Records from a point-labeling set:
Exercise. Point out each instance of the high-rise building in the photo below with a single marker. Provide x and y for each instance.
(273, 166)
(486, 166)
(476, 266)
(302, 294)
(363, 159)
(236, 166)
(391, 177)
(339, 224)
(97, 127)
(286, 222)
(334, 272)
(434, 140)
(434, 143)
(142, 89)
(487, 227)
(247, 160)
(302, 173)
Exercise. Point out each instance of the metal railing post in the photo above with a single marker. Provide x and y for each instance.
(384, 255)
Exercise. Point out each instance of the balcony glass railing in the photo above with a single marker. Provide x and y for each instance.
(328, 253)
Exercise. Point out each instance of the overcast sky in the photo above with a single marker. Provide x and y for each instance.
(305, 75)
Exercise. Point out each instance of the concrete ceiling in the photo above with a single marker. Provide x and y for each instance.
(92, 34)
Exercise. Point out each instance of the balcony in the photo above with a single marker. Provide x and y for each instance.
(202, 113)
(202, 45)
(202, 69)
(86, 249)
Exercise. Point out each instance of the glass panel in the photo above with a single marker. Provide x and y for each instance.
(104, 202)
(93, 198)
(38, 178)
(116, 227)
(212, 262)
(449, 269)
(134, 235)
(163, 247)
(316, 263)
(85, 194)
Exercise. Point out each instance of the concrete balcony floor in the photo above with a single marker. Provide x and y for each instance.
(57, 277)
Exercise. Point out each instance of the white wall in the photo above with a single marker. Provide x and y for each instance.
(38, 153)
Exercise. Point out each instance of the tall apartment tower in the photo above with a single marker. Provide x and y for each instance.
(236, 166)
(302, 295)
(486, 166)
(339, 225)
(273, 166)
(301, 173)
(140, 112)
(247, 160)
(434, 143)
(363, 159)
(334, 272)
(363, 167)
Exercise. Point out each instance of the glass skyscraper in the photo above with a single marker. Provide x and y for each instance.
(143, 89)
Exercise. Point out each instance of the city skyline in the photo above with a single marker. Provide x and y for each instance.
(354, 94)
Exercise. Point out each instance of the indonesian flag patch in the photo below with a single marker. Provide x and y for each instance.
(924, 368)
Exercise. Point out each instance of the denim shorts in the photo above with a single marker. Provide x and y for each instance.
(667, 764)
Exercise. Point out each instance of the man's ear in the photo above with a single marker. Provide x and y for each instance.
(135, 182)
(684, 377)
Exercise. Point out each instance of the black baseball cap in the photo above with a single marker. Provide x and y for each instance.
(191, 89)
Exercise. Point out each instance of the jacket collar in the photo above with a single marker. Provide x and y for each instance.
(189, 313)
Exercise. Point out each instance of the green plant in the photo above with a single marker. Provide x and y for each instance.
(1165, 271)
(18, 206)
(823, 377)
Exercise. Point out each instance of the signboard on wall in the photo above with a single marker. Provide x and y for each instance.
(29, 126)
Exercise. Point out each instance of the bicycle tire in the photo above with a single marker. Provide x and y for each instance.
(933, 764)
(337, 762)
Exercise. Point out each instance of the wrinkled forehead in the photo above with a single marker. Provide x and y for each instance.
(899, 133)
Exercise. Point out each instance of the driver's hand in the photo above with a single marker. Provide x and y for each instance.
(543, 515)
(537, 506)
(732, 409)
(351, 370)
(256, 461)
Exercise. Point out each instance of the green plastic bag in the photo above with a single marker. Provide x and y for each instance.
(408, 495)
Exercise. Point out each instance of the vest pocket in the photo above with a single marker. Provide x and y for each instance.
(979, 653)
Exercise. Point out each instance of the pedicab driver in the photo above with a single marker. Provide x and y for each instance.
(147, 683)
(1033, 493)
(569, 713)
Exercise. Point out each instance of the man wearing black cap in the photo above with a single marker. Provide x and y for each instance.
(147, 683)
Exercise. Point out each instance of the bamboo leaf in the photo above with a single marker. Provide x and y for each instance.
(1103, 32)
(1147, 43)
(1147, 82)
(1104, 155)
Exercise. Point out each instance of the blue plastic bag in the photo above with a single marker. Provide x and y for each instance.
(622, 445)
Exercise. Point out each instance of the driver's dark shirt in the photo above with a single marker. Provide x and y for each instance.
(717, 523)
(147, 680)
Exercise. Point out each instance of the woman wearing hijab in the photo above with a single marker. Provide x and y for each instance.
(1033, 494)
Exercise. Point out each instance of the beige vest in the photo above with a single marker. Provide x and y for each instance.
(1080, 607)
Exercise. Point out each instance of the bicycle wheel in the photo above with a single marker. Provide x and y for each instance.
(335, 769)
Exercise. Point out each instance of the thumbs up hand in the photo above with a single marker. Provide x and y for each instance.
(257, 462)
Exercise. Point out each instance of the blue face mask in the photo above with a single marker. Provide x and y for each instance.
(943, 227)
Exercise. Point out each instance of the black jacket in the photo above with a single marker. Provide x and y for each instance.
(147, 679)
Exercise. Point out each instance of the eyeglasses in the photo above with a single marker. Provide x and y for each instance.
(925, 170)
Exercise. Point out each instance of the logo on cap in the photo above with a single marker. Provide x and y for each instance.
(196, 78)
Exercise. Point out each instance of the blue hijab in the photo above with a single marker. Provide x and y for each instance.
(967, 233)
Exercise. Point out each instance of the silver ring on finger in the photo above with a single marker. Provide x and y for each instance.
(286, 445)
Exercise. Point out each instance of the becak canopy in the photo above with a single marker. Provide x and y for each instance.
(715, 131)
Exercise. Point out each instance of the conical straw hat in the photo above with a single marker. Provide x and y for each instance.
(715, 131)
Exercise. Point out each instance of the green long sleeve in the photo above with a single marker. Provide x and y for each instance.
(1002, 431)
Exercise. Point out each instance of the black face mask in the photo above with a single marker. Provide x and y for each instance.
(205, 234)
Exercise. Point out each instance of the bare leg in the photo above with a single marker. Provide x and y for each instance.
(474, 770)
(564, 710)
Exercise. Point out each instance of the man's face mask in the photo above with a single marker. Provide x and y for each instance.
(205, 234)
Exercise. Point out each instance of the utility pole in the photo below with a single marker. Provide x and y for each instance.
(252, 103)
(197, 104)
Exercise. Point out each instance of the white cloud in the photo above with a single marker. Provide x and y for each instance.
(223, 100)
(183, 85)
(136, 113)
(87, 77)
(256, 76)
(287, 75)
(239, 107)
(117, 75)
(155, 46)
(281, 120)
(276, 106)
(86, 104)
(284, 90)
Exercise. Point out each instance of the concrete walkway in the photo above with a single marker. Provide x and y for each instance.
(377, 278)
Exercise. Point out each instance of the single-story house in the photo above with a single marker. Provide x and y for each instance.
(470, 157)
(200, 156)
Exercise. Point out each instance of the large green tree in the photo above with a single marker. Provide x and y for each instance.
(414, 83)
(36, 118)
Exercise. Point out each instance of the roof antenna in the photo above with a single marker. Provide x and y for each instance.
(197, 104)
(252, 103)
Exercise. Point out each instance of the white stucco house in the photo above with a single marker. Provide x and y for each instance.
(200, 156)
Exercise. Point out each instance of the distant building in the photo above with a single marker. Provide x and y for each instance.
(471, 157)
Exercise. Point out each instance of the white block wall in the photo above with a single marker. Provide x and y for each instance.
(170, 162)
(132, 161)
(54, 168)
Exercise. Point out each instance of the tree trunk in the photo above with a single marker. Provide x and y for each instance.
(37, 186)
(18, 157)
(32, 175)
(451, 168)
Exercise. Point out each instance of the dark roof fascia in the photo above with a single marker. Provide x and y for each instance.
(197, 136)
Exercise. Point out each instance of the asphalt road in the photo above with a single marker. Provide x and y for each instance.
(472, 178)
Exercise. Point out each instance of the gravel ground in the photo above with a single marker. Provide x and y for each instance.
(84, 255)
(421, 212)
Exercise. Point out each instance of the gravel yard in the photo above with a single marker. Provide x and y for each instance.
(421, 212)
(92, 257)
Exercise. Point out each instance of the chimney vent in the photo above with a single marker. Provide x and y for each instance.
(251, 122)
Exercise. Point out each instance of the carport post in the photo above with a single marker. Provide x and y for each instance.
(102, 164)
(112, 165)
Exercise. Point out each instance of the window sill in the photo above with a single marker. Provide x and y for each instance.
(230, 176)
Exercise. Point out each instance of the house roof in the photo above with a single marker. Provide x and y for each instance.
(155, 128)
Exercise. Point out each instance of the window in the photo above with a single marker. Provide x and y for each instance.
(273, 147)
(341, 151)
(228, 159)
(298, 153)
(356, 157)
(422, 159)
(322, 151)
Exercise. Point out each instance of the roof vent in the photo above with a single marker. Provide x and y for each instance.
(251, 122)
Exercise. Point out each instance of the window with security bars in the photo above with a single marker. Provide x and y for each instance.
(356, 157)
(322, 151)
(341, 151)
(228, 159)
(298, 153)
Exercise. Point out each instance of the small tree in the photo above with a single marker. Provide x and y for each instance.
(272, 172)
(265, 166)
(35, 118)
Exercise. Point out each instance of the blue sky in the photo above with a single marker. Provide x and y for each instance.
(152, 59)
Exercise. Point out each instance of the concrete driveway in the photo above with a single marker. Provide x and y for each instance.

WHAT IS NEEDED: Copy the records from the line containing "Exercise. Point out each instance of the small" through the end of the records, substituting "single point" for "single marker" and leaving all else unchanged.

WRITTEN RESPONSE:
Exercise. Point out each instance of the small tree in the photo above with a single point. Provide x and y for each instance.
(272, 172)
(265, 166)
(35, 118)
Exercise. Point out each instance of the blue sky in the photo above with a single point. Provide x and y for each instance.
(152, 59)
Exercise. Point out each instance of the concrete driveway in the photo above with a single point. Provide x and y for each instance.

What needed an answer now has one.